Skip to main content

Chapter 29: AI Governance and CI/CD Integration


Learning Objectives

By the end of this chapter, you will be able to:

  • Define AI governance and explain why it is essential for AI-generated code
  • Implement governance rules: mandatory code review, security scanning, and coverage thresholds
  • Add LLM-specific security controls such as prompt-injection and tool-allowlist checks
  • Design a spec-validated CI/CD pipeline with explicit gates
  • Configure spec validation so incomplete or drifting artifacts fail the pipeline
  • Define review policies for low-, medium-, and high-risk AI-generated changes
  • Preserve traceability from specification to deployed code

What Is AI Governance?

AI governance is the set of policies, processes, and controls that ensure AI-generated code remains safe, compliant, and high-quality. When AI writes code, you lose the implicit trust that comes from human authorship. Governance restores that trust through verification.

# SUPPLIED RECORDS
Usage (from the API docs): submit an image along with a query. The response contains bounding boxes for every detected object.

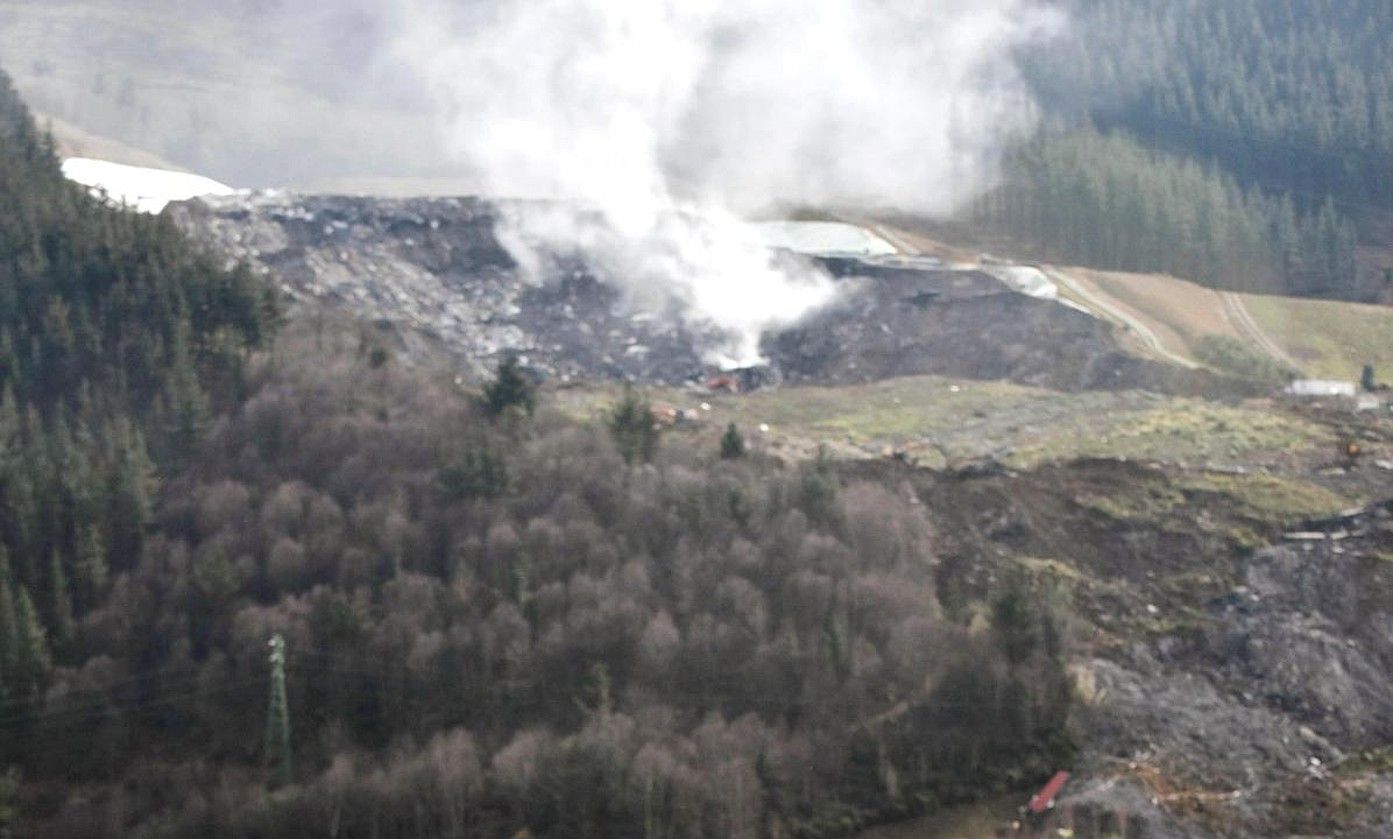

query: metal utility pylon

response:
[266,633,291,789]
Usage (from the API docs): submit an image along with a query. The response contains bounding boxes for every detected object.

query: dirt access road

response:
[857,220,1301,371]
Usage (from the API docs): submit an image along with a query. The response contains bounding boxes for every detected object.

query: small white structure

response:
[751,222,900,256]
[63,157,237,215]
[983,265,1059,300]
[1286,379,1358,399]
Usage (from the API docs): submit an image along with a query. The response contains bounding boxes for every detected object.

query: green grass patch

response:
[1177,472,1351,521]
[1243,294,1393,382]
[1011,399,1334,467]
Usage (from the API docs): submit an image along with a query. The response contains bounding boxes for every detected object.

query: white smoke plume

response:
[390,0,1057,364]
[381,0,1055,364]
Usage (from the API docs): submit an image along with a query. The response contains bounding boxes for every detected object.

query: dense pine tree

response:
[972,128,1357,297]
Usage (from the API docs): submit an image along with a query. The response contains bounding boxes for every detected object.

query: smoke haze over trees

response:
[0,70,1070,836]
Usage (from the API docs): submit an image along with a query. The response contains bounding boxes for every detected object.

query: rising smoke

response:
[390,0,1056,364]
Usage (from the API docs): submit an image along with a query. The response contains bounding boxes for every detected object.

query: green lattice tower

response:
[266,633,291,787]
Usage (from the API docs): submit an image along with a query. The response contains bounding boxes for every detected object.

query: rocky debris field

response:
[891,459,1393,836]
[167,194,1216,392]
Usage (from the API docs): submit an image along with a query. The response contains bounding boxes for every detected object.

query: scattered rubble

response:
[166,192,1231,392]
==
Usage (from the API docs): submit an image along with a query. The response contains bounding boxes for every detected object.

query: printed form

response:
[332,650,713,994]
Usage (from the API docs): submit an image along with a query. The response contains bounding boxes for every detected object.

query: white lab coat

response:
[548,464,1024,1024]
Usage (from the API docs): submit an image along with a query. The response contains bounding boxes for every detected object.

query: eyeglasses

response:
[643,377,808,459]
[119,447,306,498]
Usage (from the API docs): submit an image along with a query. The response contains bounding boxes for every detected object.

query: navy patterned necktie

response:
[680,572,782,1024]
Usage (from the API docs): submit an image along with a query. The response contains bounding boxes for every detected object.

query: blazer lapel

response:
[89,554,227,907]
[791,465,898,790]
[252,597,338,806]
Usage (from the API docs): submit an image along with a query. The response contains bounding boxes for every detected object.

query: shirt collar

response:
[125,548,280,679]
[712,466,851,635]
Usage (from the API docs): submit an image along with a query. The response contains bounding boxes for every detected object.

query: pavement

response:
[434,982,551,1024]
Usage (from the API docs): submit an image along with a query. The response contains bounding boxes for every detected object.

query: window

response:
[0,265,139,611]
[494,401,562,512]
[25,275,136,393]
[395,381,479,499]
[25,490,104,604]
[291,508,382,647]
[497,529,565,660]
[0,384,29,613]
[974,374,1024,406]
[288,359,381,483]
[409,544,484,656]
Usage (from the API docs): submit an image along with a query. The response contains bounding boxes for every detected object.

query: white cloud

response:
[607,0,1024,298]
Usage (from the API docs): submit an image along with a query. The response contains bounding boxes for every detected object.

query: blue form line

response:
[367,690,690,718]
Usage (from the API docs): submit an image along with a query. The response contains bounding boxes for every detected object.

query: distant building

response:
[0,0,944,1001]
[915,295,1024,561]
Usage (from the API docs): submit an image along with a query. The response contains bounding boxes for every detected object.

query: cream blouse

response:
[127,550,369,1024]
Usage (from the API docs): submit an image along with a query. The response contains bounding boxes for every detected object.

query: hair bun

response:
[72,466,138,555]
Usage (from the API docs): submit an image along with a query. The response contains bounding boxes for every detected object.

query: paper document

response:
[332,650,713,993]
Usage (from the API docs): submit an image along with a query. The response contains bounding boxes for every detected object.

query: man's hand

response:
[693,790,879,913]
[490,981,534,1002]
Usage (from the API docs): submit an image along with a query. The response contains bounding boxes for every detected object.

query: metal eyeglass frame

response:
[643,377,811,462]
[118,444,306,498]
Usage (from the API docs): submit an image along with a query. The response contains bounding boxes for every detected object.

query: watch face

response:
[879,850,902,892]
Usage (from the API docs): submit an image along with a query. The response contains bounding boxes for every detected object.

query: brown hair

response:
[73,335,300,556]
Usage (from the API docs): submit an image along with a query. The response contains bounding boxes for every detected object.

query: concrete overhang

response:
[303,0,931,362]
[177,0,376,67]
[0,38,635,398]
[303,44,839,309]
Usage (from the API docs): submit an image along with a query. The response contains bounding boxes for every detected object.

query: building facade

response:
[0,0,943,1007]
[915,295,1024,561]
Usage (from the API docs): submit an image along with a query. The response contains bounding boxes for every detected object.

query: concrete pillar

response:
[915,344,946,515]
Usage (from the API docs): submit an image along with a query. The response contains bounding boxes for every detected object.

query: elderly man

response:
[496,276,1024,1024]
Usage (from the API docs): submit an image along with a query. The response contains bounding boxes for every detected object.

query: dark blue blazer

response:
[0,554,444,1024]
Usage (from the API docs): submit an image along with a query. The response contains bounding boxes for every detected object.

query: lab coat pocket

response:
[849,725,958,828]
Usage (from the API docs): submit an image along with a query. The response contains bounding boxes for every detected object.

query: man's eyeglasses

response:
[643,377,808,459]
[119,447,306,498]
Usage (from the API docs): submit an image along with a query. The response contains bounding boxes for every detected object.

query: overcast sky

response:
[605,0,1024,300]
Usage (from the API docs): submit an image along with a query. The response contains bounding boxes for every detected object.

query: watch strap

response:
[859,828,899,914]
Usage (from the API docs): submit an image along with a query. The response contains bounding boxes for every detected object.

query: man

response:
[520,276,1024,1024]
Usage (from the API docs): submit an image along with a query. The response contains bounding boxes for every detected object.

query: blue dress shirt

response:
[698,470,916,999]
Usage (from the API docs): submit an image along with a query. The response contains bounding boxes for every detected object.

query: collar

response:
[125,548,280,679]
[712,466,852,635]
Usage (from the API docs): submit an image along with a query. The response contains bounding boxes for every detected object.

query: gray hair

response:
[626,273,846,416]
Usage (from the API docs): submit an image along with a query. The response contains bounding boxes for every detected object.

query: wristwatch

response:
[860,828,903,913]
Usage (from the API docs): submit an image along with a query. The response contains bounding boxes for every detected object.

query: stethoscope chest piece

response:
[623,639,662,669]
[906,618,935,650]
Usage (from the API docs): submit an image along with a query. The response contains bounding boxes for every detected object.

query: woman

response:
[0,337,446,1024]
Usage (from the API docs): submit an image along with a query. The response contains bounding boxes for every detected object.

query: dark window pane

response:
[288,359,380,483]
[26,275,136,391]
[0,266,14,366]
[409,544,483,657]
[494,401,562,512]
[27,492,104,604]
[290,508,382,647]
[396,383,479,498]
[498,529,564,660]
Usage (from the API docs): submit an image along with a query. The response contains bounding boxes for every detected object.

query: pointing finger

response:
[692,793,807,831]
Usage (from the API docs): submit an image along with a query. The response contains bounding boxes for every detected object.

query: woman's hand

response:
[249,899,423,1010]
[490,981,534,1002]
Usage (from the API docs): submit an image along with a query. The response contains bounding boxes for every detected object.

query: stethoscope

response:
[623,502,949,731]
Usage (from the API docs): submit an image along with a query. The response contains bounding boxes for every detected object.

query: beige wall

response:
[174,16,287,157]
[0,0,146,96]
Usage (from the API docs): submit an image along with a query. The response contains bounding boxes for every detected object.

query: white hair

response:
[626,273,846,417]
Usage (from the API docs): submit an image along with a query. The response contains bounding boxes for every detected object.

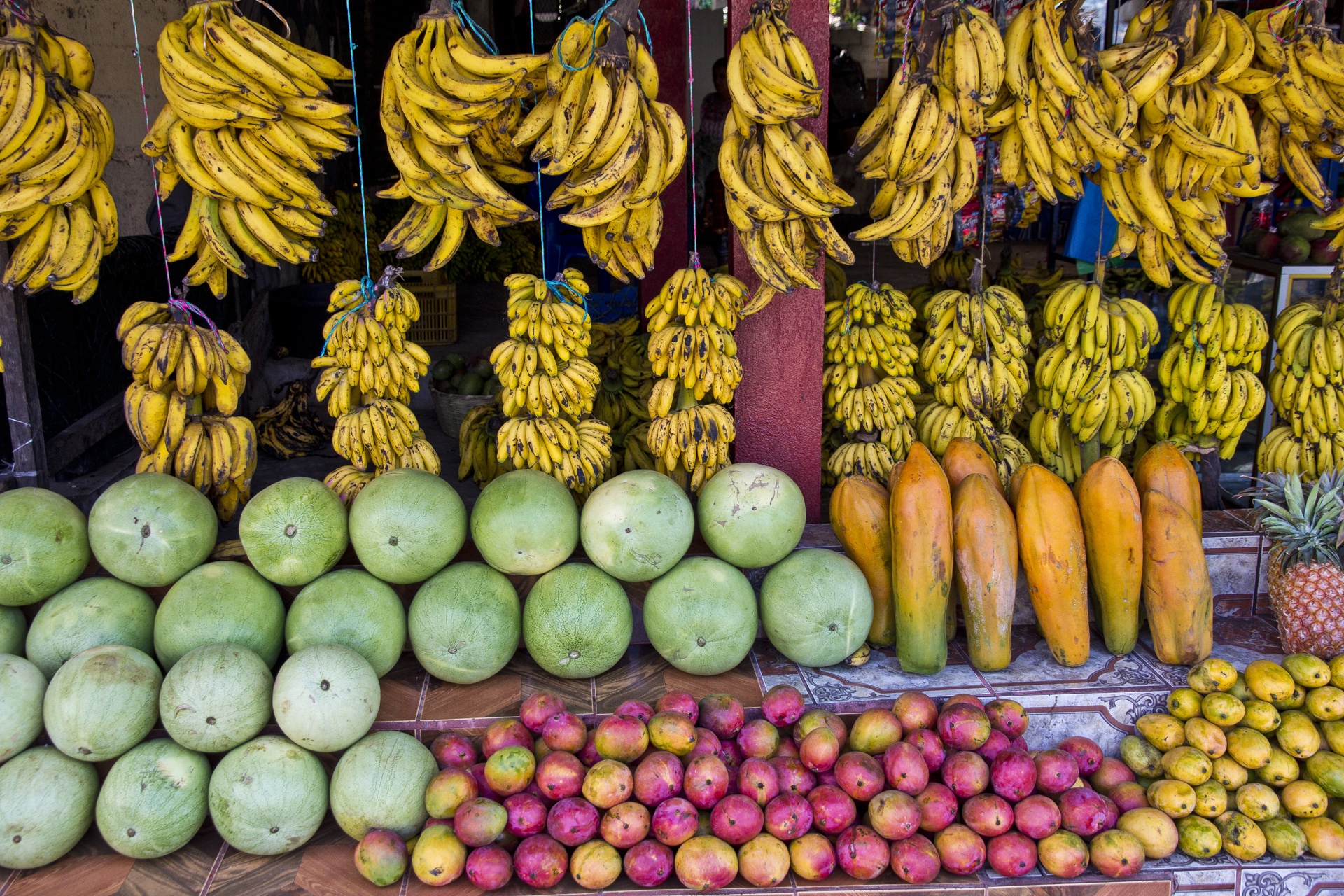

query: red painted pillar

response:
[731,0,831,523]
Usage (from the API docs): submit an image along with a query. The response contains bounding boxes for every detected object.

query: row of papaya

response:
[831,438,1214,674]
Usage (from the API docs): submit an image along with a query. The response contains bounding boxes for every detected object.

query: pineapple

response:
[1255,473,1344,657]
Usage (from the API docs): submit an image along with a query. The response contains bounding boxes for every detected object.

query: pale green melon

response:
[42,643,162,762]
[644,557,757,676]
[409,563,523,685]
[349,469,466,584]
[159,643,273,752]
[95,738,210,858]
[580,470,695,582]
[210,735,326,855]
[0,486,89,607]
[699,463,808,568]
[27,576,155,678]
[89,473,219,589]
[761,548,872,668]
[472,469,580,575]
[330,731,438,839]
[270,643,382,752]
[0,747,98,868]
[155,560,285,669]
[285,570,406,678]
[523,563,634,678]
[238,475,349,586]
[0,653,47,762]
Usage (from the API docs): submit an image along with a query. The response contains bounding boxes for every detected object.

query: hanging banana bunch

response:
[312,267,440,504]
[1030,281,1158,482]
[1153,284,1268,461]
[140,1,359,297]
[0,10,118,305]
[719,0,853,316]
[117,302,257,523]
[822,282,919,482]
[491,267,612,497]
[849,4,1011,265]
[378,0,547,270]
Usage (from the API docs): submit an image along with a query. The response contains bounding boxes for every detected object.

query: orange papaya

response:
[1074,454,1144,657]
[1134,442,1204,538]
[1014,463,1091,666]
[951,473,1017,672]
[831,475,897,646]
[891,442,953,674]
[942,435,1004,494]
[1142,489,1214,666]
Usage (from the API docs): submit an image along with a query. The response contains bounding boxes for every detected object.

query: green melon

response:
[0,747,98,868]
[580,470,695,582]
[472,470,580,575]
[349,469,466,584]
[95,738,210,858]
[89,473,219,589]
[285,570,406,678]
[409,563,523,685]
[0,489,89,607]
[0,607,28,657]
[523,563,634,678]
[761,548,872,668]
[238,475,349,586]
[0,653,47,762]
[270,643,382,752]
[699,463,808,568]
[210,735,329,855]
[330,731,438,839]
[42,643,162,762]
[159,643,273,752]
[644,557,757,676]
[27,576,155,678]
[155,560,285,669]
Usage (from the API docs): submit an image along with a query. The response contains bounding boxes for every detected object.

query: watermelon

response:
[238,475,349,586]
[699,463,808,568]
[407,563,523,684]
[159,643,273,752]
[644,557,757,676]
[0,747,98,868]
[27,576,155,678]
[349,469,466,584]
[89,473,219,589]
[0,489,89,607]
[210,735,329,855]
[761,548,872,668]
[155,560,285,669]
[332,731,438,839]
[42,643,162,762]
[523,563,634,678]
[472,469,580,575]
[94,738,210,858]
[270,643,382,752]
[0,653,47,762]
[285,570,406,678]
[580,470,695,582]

# WHAT TO WORK ON
1. Answer these questions using the AI governance chapter:
(a) Which three governance rules does the chapter's list of objectives name?
(b) At which risk levels are review policies for AI-generated changes to be defined?
(c) According to the chapter, by what means does governance restore trust?
2. Decide whether each statement agrees with the AI governance chapter. Give yes or no and quote the words that decide it.
(a) Prompt-injection checks are given as an example of an LLM-specific security control.
(b) Review policies are to be defined only for high-risk AI-generated changes.
(c) AI governance is defined as a set of policies alone.
3. Quote the AI governance chapter word for word, starting with "By the end of" and going on through "trust through verification.".

# SOLVED PROBLEMS
1.
(a) Mandatory code review, security scanning, and coverage thresholds.
(b) Low, medium, and high risk.
(c) Through verification.

2.
(a) Yes: "Add LLM-specific security controls such as prompt-injection and tool-allowlist checks"
(b) No: "Define review policies for low-, medium-, and high-risk AI-generated changes"
(c) No: "AI governance is the set of policies, processes, and controls"

3.
By the end of this chapter, you will be able to:

  • Define AI governance and explain why it is essential for AI-generated code
  • Implement governance rules: mandatory code review, security scanning, and coverage thresholds
  • Add LLM-specific security controls such as prompt-injection and tool-allowlist checks
  • Design a spec-validated CI/CD pipeline with explicit gates
  • Configure spec validation so incomplete or drifting artifacts fail the pipeline
  • Define review policies for low-, medium-, and high-risk AI-generated changes
  • Preserve traceability from specification to deployed code

What Is AI Governance?

AI governance is the set of policies, processes, and controls that ensure AI-generated code remains safe, compliant, and high-quality. When AI writes code, you lose the implicit trust that comes from human authorship. Governance restores that trust through verification.